» YOUR TASK: Write out all the data again, exactly as it stands.

╭─ MATERIAL

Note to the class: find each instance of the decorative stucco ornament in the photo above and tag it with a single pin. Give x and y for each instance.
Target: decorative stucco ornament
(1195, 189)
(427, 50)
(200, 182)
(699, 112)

╰─

» FINAL ANSWER:
Note to the class: find each instance of the decorative stucco ornament in the photo above and tag it with a single pin. Give x and y for each instance.
Target: decorative stucco ornament
(1195, 189)
(427, 50)
(200, 182)
(699, 112)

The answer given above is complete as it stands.